• **TASK DESCRIPTION**
List every line of the items below that contains the word "positive".

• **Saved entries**
· · · · · · ·

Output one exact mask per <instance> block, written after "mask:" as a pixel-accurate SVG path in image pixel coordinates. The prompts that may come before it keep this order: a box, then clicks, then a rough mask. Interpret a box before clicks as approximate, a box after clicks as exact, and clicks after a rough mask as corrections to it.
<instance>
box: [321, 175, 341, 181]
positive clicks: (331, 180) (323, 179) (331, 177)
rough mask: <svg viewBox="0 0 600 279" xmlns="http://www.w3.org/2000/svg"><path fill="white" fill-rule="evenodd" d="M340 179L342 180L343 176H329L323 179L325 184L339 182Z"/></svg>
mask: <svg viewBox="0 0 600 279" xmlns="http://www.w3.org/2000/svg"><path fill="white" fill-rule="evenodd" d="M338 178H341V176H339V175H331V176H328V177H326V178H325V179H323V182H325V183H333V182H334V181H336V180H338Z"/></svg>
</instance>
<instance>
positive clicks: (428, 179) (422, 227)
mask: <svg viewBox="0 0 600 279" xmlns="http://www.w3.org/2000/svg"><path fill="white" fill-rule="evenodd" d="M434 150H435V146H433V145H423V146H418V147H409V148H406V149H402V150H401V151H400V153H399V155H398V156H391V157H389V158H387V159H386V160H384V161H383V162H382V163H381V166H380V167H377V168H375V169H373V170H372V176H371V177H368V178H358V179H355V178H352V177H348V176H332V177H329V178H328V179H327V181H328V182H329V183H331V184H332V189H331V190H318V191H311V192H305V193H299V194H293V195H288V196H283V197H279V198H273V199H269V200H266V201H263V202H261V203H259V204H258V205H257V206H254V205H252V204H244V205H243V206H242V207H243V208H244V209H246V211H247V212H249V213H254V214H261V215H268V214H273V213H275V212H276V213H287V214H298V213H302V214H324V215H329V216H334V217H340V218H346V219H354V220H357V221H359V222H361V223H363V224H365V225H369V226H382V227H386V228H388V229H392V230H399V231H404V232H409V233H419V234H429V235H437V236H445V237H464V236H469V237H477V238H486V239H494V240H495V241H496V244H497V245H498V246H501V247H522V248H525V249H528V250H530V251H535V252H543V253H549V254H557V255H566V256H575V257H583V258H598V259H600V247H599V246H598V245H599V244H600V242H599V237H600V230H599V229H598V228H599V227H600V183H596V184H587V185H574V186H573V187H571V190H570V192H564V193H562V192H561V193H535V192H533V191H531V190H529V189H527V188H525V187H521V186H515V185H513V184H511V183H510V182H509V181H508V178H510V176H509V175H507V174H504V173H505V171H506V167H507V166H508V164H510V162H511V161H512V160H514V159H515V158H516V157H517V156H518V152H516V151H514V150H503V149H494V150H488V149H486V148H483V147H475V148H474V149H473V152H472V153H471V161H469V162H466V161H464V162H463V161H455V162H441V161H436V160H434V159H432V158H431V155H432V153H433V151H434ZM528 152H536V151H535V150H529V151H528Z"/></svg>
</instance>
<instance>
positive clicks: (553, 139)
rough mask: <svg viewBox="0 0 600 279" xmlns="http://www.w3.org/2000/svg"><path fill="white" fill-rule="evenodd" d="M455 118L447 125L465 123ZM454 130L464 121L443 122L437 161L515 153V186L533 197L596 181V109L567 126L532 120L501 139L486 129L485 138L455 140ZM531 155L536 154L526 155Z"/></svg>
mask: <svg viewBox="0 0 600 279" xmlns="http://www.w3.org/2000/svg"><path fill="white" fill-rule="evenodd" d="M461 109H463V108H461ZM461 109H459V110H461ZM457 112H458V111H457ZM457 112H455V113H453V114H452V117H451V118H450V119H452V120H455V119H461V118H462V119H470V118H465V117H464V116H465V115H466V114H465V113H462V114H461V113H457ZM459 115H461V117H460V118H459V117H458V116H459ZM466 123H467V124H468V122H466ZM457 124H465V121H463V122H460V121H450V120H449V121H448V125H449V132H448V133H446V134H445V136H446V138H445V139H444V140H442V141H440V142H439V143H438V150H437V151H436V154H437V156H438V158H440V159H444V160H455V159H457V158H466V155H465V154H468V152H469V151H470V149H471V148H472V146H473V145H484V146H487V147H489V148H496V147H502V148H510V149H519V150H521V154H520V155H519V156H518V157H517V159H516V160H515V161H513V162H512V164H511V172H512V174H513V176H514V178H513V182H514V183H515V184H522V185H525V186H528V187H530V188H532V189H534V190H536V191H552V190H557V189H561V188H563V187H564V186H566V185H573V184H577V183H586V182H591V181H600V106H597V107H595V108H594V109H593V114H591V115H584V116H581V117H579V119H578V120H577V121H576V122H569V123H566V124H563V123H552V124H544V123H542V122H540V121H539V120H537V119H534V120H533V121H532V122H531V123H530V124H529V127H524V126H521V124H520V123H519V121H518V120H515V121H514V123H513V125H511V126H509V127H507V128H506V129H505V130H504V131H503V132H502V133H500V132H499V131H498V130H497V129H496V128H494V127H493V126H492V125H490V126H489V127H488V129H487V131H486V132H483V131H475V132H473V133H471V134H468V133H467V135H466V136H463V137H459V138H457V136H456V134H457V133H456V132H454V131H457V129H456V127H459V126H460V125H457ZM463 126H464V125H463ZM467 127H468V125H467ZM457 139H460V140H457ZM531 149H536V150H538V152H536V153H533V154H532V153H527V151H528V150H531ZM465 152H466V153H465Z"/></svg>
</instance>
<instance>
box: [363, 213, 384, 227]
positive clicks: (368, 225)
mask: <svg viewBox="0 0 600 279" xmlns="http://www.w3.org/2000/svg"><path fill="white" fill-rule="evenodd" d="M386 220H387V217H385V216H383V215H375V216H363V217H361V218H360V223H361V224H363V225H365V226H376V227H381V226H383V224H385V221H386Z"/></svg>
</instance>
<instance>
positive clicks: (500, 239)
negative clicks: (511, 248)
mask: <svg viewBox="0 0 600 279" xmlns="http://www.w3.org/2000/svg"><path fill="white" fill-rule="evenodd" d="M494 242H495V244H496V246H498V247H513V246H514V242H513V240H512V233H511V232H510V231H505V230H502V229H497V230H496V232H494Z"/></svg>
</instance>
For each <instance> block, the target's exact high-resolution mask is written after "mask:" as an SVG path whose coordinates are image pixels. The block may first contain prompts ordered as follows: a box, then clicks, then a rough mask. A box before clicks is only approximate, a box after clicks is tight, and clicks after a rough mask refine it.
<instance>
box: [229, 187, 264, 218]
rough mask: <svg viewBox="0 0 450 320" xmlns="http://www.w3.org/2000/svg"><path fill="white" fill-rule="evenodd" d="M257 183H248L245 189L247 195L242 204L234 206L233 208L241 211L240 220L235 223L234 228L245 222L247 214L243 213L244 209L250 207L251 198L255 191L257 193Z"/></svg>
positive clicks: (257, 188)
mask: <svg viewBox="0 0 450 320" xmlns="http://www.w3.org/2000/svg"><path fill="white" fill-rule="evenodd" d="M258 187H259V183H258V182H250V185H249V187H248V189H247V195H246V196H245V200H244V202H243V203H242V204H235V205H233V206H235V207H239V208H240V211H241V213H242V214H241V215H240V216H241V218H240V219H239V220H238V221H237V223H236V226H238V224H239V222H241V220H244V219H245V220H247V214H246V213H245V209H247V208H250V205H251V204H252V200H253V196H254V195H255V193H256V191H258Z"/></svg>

· · · · · · ·

• **WRITTEN ANSWER**
positive clicks: (331, 180) (323, 179) (331, 177)
positive clicks: (428, 179) (422, 227)
positive clicks: (553, 139)
positive clicks: (368, 225)
positive clicks: (500, 239)
positive clicks: (257, 188)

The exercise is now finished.